_Exercise description_: Begin with the line containing "the green sock" and copy every line after it to the end of the entries, exactly, leaving out the lines before it.

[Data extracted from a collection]

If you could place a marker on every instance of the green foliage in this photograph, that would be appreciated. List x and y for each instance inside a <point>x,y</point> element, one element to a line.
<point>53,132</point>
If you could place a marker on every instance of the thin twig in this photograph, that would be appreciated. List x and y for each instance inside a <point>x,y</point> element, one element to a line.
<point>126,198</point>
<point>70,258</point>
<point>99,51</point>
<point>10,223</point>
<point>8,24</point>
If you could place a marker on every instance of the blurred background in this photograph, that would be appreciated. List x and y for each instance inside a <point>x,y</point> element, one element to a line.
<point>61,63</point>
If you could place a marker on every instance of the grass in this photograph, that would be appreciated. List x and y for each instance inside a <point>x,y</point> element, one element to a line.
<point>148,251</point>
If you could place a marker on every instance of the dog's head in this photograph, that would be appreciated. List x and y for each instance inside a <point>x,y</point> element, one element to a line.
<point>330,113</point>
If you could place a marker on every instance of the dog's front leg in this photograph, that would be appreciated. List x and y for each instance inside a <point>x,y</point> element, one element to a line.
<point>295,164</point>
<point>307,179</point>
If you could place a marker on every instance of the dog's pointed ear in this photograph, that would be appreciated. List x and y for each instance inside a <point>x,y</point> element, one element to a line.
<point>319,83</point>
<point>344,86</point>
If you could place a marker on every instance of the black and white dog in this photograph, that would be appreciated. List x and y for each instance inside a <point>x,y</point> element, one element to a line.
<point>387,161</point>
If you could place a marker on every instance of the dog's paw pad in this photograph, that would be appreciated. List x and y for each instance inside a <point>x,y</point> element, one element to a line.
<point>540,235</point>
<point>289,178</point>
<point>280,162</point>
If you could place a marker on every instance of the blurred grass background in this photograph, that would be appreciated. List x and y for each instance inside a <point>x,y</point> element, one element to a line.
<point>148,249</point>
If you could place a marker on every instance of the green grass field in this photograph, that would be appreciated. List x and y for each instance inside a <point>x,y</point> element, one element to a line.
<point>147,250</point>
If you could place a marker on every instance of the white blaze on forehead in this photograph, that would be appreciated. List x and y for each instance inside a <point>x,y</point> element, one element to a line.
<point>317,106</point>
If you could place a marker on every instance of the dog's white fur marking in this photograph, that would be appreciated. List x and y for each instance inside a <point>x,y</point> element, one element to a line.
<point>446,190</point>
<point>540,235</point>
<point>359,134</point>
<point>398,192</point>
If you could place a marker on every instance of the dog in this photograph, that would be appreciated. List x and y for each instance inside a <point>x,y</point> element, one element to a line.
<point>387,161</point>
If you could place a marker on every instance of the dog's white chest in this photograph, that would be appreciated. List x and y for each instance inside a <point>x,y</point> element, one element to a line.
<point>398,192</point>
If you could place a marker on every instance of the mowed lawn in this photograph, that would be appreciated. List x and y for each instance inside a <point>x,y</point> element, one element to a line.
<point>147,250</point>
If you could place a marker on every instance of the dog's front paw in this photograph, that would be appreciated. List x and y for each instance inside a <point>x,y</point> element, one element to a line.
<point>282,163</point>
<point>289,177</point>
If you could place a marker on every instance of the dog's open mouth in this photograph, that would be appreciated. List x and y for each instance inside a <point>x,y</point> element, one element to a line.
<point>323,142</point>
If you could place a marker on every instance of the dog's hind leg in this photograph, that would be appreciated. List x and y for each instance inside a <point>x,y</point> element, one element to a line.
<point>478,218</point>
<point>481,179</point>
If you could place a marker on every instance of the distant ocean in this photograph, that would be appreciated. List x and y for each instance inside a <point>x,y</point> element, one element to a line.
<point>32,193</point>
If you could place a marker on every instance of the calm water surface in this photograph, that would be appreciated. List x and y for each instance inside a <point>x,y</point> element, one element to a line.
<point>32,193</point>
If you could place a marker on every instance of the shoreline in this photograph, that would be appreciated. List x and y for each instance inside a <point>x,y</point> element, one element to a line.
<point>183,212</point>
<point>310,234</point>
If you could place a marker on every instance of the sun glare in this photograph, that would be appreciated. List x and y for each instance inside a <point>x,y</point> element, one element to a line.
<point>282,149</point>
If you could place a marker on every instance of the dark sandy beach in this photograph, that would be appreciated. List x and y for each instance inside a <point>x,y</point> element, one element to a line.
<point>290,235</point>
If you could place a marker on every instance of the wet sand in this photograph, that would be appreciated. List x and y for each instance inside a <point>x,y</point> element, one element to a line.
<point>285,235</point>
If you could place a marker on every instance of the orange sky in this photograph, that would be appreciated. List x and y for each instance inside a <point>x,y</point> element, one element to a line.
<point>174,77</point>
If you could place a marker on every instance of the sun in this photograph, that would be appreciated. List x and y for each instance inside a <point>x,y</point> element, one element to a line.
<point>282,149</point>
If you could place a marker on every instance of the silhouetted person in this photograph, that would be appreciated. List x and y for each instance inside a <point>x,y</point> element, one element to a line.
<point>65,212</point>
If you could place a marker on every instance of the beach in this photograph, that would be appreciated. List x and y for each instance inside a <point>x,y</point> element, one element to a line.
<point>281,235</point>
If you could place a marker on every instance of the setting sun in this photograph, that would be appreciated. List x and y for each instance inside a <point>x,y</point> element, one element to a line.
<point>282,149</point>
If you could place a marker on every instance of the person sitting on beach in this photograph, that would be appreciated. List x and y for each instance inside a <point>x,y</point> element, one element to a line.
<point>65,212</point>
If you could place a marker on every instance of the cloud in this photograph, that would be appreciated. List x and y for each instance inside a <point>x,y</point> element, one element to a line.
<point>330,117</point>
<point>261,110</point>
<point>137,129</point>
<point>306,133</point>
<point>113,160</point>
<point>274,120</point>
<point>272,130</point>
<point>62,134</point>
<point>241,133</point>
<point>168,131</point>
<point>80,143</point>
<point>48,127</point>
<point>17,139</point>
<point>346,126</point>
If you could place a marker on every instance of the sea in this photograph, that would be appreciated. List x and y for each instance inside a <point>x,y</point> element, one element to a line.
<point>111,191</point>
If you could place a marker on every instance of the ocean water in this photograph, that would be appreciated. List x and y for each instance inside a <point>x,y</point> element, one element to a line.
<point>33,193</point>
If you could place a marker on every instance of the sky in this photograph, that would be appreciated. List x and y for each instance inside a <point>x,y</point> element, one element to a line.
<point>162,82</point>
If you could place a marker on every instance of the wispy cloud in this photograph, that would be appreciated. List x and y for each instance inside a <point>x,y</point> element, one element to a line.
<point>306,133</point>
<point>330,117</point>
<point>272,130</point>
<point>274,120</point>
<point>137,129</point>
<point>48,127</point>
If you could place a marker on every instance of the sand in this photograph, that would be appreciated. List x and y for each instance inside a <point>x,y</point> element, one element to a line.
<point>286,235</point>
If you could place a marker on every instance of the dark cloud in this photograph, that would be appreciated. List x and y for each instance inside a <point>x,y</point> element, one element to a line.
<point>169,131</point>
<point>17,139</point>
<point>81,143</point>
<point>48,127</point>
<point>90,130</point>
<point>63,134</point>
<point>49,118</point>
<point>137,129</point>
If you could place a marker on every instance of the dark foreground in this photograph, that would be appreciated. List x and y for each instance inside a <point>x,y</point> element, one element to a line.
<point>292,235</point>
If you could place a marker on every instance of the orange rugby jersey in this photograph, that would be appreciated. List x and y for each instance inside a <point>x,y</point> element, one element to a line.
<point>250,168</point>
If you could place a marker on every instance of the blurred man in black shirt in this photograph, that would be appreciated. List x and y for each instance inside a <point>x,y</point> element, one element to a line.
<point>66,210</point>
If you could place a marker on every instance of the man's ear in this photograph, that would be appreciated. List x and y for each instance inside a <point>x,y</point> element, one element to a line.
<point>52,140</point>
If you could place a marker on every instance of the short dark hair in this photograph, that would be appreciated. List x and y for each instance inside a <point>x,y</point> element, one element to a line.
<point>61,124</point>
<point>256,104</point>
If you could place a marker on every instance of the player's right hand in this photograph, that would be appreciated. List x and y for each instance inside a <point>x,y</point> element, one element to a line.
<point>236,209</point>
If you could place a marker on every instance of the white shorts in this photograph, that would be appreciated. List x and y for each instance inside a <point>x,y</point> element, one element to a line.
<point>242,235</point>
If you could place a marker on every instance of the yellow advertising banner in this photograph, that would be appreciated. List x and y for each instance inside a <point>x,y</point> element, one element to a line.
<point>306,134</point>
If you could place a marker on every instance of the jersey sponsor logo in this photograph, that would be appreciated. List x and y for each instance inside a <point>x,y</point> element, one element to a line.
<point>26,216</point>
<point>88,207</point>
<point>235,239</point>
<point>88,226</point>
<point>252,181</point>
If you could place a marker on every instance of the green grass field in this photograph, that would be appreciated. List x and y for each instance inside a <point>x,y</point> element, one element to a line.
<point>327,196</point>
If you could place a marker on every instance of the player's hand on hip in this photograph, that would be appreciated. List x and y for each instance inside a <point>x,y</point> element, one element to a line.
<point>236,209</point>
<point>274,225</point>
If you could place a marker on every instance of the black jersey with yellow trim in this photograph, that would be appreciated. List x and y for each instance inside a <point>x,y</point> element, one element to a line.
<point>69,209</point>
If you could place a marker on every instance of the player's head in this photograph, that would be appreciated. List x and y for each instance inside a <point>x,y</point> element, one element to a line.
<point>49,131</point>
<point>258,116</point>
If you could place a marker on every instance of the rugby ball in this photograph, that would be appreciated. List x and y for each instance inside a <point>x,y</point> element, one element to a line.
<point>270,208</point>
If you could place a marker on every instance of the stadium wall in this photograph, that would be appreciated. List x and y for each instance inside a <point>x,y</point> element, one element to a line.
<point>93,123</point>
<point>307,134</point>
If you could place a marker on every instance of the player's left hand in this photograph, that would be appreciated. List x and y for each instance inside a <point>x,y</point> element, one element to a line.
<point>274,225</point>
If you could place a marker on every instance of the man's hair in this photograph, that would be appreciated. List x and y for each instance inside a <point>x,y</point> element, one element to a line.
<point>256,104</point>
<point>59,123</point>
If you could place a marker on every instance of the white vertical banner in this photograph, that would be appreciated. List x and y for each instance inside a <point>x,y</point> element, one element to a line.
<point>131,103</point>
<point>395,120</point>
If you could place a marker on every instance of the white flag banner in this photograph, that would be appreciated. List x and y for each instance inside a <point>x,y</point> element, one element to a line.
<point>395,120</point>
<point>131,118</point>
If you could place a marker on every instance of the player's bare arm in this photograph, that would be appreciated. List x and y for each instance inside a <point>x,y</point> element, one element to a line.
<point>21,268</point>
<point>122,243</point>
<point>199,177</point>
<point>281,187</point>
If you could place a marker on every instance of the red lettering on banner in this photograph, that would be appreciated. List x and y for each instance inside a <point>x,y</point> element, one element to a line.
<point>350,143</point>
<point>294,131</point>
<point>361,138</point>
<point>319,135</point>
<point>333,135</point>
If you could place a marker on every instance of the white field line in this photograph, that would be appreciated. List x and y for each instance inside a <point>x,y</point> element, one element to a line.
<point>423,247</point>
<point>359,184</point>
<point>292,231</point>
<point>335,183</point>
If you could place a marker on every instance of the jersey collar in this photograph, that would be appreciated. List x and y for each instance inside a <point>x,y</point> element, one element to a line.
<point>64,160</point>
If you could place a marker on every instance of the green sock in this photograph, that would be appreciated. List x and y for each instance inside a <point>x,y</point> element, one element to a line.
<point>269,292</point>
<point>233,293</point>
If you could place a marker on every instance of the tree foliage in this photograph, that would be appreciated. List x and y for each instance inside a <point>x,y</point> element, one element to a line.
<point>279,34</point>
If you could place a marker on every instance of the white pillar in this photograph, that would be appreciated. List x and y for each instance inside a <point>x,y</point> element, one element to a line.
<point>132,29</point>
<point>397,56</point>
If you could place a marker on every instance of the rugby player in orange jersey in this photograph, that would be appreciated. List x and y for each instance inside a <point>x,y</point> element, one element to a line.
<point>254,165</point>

_Solution_:
If you could place a marker on every instance of the green sock in this photograph, that would be appreciated. List x and y for each instance inside a <point>x,y</point> element, one element to a line.
<point>269,292</point>
<point>233,293</point>
If you could place a marker on every instance of the tree foliage in this photograph, that would be appreciated. List x and y for each instance inside a <point>x,y</point> element, one element to a line.
<point>279,34</point>
If you could place a marker on every instance of the white pillar in this photograph, that would be appreciated. List x and y for each instance inside a <point>x,y</point> element, one element to a line.
<point>132,29</point>
<point>397,56</point>
If you could place a marker on every instance of the rugby player in orange jersey in this photograph, that would be appreciated. List x and y for each instance inside a <point>x,y</point> element, one element to a line.
<point>254,165</point>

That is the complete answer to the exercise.